> [Task to complete] Your job is to retype all of the data word for word, leaving every image out.

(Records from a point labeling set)
····················

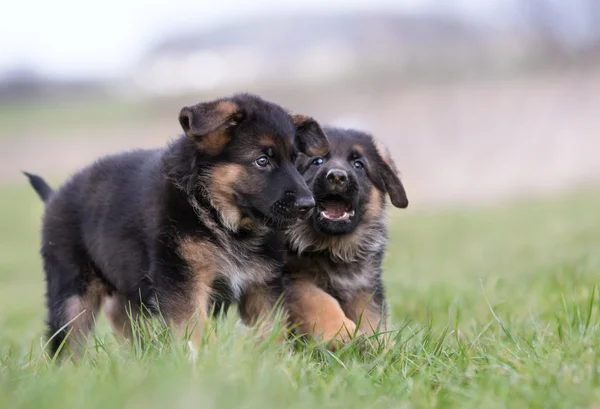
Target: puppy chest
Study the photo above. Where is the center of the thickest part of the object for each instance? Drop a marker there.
(232, 268)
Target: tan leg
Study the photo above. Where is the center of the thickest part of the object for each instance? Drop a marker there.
(363, 308)
(80, 312)
(319, 315)
(194, 321)
(258, 306)
(120, 316)
(189, 311)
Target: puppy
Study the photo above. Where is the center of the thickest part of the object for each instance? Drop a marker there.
(332, 278)
(178, 230)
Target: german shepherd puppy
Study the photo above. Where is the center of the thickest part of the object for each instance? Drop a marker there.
(182, 229)
(332, 278)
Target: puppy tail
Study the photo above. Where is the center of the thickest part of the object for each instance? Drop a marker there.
(40, 186)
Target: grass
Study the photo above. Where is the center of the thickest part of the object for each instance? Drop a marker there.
(495, 307)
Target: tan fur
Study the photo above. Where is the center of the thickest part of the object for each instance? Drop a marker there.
(257, 305)
(214, 142)
(359, 149)
(298, 121)
(81, 311)
(118, 314)
(199, 255)
(374, 208)
(360, 308)
(222, 181)
(267, 141)
(384, 153)
(319, 315)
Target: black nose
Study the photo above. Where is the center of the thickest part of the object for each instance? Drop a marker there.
(337, 177)
(304, 204)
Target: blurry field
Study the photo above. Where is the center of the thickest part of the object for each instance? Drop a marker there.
(497, 307)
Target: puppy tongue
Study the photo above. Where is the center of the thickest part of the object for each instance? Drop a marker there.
(334, 210)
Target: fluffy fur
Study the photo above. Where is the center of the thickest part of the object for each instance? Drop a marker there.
(178, 230)
(332, 278)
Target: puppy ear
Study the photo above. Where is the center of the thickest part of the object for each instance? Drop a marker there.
(310, 138)
(388, 175)
(207, 123)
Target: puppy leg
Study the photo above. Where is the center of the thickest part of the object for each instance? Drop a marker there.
(318, 314)
(121, 315)
(188, 312)
(258, 305)
(367, 310)
(73, 300)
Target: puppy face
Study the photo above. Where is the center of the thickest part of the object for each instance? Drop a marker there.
(348, 183)
(249, 146)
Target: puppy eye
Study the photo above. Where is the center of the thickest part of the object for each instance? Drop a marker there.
(262, 162)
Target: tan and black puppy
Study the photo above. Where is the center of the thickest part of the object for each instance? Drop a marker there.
(182, 229)
(332, 278)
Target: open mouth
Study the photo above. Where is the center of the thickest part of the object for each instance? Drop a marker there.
(335, 209)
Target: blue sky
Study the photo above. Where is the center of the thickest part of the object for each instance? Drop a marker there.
(75, 38)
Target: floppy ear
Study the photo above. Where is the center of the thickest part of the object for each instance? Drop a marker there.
(310, 138)
(207, 123)
(386, 168)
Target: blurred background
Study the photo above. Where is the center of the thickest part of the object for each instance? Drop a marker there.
(478, 100)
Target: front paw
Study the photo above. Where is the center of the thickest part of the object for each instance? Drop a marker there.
(337, 338)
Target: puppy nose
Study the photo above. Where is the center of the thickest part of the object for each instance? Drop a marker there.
(337, 177)
(304, 204)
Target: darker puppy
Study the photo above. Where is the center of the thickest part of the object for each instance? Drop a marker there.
(332, 278)
(182, 229)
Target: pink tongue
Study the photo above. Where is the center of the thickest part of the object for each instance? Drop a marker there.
(333, 209)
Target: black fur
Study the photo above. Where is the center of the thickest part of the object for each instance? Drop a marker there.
(116, 227)
(343, 255)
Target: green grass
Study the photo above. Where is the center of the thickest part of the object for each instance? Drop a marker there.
(496, 307)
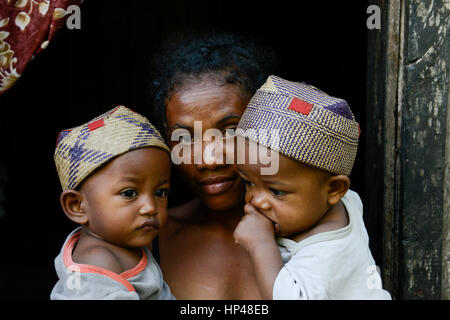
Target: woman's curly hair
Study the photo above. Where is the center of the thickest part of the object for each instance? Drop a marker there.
(231, 58)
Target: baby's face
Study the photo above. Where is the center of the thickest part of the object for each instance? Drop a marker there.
(295, 197)
(126, 200)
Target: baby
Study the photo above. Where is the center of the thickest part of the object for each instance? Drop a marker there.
(321, 250)
(115, 174)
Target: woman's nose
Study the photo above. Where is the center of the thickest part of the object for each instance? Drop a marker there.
(212, 155)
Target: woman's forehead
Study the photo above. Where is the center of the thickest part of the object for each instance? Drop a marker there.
(205, 102)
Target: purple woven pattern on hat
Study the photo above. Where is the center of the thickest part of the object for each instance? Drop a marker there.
(144, 134)
(62, 135)
(79, 153)
(322, 134)
(314, 96)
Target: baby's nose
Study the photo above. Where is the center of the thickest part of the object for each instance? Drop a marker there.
(148, 208)
(259, 201)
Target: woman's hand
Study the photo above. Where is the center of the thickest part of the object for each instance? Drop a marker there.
(254, 229)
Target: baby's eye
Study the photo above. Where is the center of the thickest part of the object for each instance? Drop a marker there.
(277, 193)
(130, 193)
(248, 183)
(162, 193)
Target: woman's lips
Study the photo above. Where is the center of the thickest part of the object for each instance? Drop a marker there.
(216, 185)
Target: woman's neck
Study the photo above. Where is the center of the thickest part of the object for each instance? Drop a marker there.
(228, 218)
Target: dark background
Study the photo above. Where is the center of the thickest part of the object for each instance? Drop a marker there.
(86, 72)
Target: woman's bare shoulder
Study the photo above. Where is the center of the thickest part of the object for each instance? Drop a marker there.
(184, 213)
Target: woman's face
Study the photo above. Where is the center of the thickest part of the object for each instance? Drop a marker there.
(217, 106)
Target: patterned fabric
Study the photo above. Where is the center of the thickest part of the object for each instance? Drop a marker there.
(309, 125)
(81, 150)
(26, 27)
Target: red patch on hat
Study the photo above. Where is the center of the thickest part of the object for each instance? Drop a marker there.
(96, 124)
(300, 106)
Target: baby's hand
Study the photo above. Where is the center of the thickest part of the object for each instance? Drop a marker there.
(253, 229)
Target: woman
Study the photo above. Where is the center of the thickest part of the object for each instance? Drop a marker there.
(207, 78)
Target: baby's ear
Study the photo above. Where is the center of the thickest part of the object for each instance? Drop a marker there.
(338, 187)
(72, 205)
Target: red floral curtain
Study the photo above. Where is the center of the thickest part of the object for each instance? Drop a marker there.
(26, 27)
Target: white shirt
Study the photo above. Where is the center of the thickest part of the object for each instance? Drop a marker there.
(335, 264)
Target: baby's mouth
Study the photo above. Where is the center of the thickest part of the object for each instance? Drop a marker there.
(149, 224)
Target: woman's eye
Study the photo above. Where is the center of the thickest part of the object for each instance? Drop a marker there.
(130, 193)
(248, 183)
(277, 193)
(162, 193)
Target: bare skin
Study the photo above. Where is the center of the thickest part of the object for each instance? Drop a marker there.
(199, 257)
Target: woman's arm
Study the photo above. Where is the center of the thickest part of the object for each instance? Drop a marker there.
(256, 234)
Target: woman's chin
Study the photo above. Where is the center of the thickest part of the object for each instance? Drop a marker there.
(233, 199)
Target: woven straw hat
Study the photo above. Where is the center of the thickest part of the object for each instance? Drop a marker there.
(80, 150)
(313, 127)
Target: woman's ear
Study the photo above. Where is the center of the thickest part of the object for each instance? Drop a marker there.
(338, 187)
(72, 204)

····················

> [Answer to this problem]
Target: puppy chest
Study the photo above. Where is the center of the thickest part of the object for each instance? Drop a marker there.
(232, 268)
Target: tan leg
Study the photo above. Where is the center of the thickest part of the object for each instance? Drop a marker there.
(363, 308)
(80, 312)
(319, 315)
(194, 321)
(258, 306)
(120, 316)
(189, 311)
Target: puppy
Study the photo above. Where is the center of the thickest part of the object for each instance? Drop a marker there.
(332, 278)
(178, 230)
Target: german shepherd puppy
Study the photo above. Where is the center of the thickest part of the object for each instance? Drop a marker there.
(182, 229)
(332, 278)
Target: puppy tail
Study the photo above. Where is the center of the thickest part of the object for each instance? Drop a marker there.
(40, 186)
Target: grass
Study the photo above. Where is the center of the thickest part of the object for each instance? Drop a marker there.
(495, 307)
Target: tan fur
Study the photo above. Where is the center of the thickest part of the object for each instance? Drop a marker there.
(257, 305)
(214, 142)
(359, 149)
(298, 121)
(81, 311)
(118, 314)
(199, 255)
(374, 208)
(360, 308)
(222, 181)
(267, 141)
(384, 153)
(319, 315)
Target: black nose
Study the photo above. Where is the center of the thickest part of the object for each instance? Drop a marker there.
(337, 177)
(304, 204)
Target: blurry field
Study the photo above. Where is the center of the thickest part of the object for each instance? Drop a marker there.
(497, 307)
Target: puppy tongue
Study the photo above. Where is the center of the thickest part of the object for each instance? Drop a marker there.
(334, 210)
Target: fluffy fur
Study the photo above. Where is the center of the thickest part of the object for each instance? Drop a marker there.
(178, 230)
(332, 278)
Target: puppy ear
Study the photo above. Where is the center of the thickest part of the object for each instance? Drop a marker there.
(310, 138)
(388, 175)
(207, 123)
Target: puppy leg
Study the photo above. Where is the center of the thickest part of the object for each instance? Drop a marker there.
(318, 314)
(121, 315)
(188, 312)
(258, 305)
(367, 310)
(73, 300)
Target: puppy face
Study the photo above. Where is the center of the thickest part of the object for each instance? Drop a marker there.
(348, 183)
(249, 146)
Target: puppy eye
Study the photo above. Where is the center of the thickest part of the object for each instance? Drop a marker there.
(262, 162)
Target: tan and black puppy
Study the photo above. Where is the center of the thickest part of the object for each instance? Drop a marker there.
(182, 229)
(332, 278)
Target: open mouth
Study the photo above. Where is the center of the thickest part of the object for each instance? Drop a marker there.
(335, 209)
Target: blue sky
Study the photo above. Where is the center of the thickest part of the object for each instance? Drop a marker there.
(75, 38)
Target: floppy ear
Study the photo above. Where is the center of the thickest part of the object for each instance? Drop a marker there.
(310, 138)
(207, 123)
(386, 168)
Target: blurred background
Study the photo above. Where is the center of the thickest part of the object for each instance? Drop a marker there.
(478, 100)
Target: front paw
Study the photo above. Where is the center of the thickest part of the object for each instance? Drop a marker there.
(337, 338)
Target: puppy nose
Study the photo above. Where is the center of the thickest part of the object for each instance? Drop a marker there.
(337, 177)
(304, 204)
Target: darker puppy
Study the photo above. Where is the center of the thickest part of the object for each instance? Drop a marker there.
(332, 278)
(182, 229)
Target: pink tongue
Study the photo above. Where is the center of the thickest part of the object for each instance? Drop a marker there.
(333, 209)
Target: black fur
Study the photo above. Where is the center of the thickest part of the object for each instance? Drop a marker there.
(116, 227)
(343, 255)
Target: green grass
Study the photo above. Where is the center of the thickest part of the object for each instance? Drop a marker there.
(496, 307)
Target: woman's curly hair
Study the photo above. Where is the center of the thickest part of the object for each instance? Drop a marker there.
(231, 58)
Target: baby's face
Study the photo above. Where is the center of the thickest part of the object for each instance? Drop a marker there.
(295, 197)
(126, 200)
Target: baby
Study the photo above. Where is the center of the thickest part of the object for each instance? Drop a marker there.
(321, 250)
(115, 174)
Target: woman's nose
Study the photo above. Where is the center of the thickest part of the object for each instance? Drop a marker there.
(212, 155)
Target: woman's forehead
Study the photo above. Where is the center of the thickest part of the object for each instance? Drop a marker there.
(205, 102)
Target: purple woven pattern on hat
Study the photo above. Where is the center of the thickest part of the object for each instance? Drop a marker there.
(144, 134)
(62, 135)
(79, 153)
(322, 134)
(314, 96)
Target: baby's nose
Study the photo above. Where is the center of the thickest part of the object for each instance? Drop a marker there.
(148, 208)
(259, 201)
Target: woman's hand
Study the photo above. Where is the center of the thickest part of the object for each instance? Drop a marker there.
(254, 229)
Target: baby's eye
Study the photo above. Where is the center of the thickest part of the object for each instance? Drop a marker there.
(277, 193)
(130, 193)
(248, 183)
(162, 193)
Target: woman's lips
Study the photo above. Where is the center of the thickest part of the object for each instance? Drop a marker there.
(216, 185)
Target: woman's neck
Study the photo above. Where is the center of the thickest part of the object for each instance? Drop a marker there.
(228, 218)
Target: dark background
Study the photo above. Where is the center of the thickest part of the object for each instance? Drop a marker there.
(86, 72)
Target: woman's bare shoulder
Study the photo above. Where is the center of the thickest part of the object for each instance? Drop a marker there.
(184, 213)
Target: woman's face
Study the photo above. Where is the center of the thickest part of the object for each instance? Drop a marker there.
(217, 106)
Target: patterned fabric
Study the photo above. Where is the center of the thickest part of the object for each instance? Drop a marker there.
(309, 125)
(81, 150)
(26, 27)
Target: red patch on hat
Study the photo above. Where is the center of the thickest part of the object for each instance? Drop a marker there.
(96, 124)
(300, 106)
Target: baby's hand
Study the photo above. Where is the center of the thickest part of the object for each instance? Drop a marker there.
(253, 229)
Target: woman
Study the photo above. Where is the center of the thickest part of the object for each instance? Drop a marker there.
(207, 78)
Target: baby's ear
Study the photo above. Where is the center of the thickest part of the object for each instance? Drop a marker there.
(338, 187)
(72, 205)
Target: red floral curtain
Study the photo above. Where is the center of the thickest part of the object for each instance? Drop a marker there.
(26, 27)
Target: white shirt
Study the photo above. Where is the center of the thickest part of the object for each instance? Drop a marker there.
(335, 264)
Target: baby's mouth
Study the photo above. Where is the center of the thickest part of the object for each instance? Drop a marker there.
(149, 224)
Target: woman's eye
Study the photo above. Where is the center of the thickest part of the object for each instance? Drop a marker there.
(130, 193)
(248, 183)
(277, 193)
(162, 193)
Target: bare skin
Study the photo above. Where is the center of the thickest part of the object for each instance? Drop a marker there.
(199, 257)
Target: woman's arm
Study the photo above. Where is the center of the thickest part of the object for each instance? Drop a marker there.
(256, 234)
Target: woman's chin
Study the photo above. Where is the center of the thickest part of the object for each instance? Drop a marker there.
(233, 199)
Target: woven straw hat
Study the photo above. Where is the center of the thickest part of the object for each instance? Drop a marker there.
(80, 150)
(313, 127)
Target: woman's ear
Study the photo above. Where is the center of the thickest part of the object for each instance? Drop a marker there.
(338, 187)
(72, 204)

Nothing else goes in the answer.